(PAGE EXCERPT)
# # # #

On May 19, 2020, the British Columbia (“BC”) government brought into force amendments to the BC Business Corporations Act[1] (“BCA”) establishing a new corporate form: the “benefit company”.

Benefit companies differ from typical for-profit corporations. In addition to pursuing profit, a benefit company must commit to conducting business in a “responsible and sustainable manner” and promoting “public benefits”. Given that benefit companies may freely pursue profit, they also differ from corporate forms aimed at furthering public welfare, such as community contribution companies formed under the BCA and not-for-profit organizations under the BC Societies Act.[2]

BC is the first Canadian jurisdiction to introduce benefit companies. The concept has roots in the United States, where legislation passed in multiple states since 2010 provides for “benefit corporations”, a similar corporate form. Another evident inspiration is the “B Corp Certification”, a designation issued by a non-profit, B Lab, that assesses the social and environmental performance of for-profit companies. Well-known brands that are “B Corp Certified” include Patagonia, Ben and Jerry’s, and Kickstarter.

Legislative History

The BC government has twice attempted to introduce benefit companies by amendment to the BCA. First, in 2018, Dr. Andrew Weaver (Member of the Legislative Assembly) proposed Bill M 216, but it failed to get beyond second reading. Dr. Weaver and the government made a successful second attempt the following year, with Bill M 209 (the “Amendments”) receiving royal assent on May 16, 2019, and taking effect as of June 30, 2020.

# # # #

(LISTED RECORDS)
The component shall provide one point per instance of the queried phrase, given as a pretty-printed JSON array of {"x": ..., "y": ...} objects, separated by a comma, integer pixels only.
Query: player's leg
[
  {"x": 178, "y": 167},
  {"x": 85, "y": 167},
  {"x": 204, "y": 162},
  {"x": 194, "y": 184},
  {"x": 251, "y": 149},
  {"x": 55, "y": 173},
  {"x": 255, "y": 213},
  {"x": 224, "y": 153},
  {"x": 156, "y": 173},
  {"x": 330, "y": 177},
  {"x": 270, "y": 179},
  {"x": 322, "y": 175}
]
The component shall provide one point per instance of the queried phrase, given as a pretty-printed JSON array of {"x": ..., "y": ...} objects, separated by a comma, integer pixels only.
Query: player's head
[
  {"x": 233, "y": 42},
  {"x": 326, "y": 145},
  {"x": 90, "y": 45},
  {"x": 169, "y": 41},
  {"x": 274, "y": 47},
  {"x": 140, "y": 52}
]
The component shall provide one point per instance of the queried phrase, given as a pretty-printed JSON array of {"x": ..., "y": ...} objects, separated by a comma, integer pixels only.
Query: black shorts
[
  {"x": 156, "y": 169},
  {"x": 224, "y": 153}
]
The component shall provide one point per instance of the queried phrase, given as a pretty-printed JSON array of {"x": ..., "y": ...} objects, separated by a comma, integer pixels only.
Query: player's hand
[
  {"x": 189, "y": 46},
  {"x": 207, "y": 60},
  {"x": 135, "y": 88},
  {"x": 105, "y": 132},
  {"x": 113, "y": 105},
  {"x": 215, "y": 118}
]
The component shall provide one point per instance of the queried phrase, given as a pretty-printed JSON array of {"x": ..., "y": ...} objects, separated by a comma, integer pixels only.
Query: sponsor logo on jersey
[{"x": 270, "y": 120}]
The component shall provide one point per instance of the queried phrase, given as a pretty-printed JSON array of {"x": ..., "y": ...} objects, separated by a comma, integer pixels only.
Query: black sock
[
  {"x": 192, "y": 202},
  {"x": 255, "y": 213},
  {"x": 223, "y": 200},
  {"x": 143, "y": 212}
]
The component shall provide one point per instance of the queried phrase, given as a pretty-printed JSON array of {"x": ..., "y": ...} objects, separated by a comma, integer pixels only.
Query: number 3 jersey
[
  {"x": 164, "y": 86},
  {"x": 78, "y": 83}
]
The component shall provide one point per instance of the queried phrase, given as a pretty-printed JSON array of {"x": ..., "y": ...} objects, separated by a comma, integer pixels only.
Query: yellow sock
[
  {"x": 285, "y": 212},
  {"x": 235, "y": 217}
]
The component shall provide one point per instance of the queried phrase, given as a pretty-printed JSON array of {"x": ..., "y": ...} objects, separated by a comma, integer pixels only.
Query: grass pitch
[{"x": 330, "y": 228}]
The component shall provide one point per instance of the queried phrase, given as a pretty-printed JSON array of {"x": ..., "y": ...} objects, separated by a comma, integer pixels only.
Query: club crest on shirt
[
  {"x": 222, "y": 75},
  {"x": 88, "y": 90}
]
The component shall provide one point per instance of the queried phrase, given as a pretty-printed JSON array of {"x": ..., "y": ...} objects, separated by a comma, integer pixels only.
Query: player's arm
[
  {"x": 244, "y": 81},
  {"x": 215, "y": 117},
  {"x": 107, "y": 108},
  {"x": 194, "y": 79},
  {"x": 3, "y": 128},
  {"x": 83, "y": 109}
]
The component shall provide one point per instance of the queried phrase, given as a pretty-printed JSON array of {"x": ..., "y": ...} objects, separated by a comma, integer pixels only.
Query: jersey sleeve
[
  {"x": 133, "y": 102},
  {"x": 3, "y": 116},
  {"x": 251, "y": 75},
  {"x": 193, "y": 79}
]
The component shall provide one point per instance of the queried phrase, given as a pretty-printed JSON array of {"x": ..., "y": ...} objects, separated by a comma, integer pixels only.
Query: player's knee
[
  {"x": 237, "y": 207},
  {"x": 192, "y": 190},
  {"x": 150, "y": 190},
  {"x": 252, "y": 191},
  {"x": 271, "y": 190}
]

# # # #

(WRITTEN INSTRUCTION 1)
In the benefit company excerpt, which non-profit issues the "B Corp Certification"?
(WRITTEN INSTRUCTION 2)
Extend the excerpt on British Columbia's benefit companies, starting after its final sentence.

(TASK RESPONSE 1)
B Lab.

(TASK RESPONSE 2)
Legal Framework under the Amendments

A. Becoming or Ceasing to Be a Benefit Company

Any business incorporated under the BCA may voluntarily become a benefit company by altering its notice of articles and its articles, both upon a special resolution of the shareholders.[3] In contrast to legislation in some US jurisdictions, the Amendments do not require that a benefit company include “b.co” or “benefit company” in its name.[4]

The notice of articles of every benefit company must include the following benefit statement:

“This company is a benefit company and, as such, is committed to conducting its business in a responsible and sustainable manner and promoting one or more public benefits.”[5]

Also, a benefit company’s articles must contain a benefit provision setting out its commitment to conduct business in a responsible and sustainable manner and to promote the public benefits specified in the articles.[6] Put differently, benefit companies are required to make both a “means” and an “ends” commitment.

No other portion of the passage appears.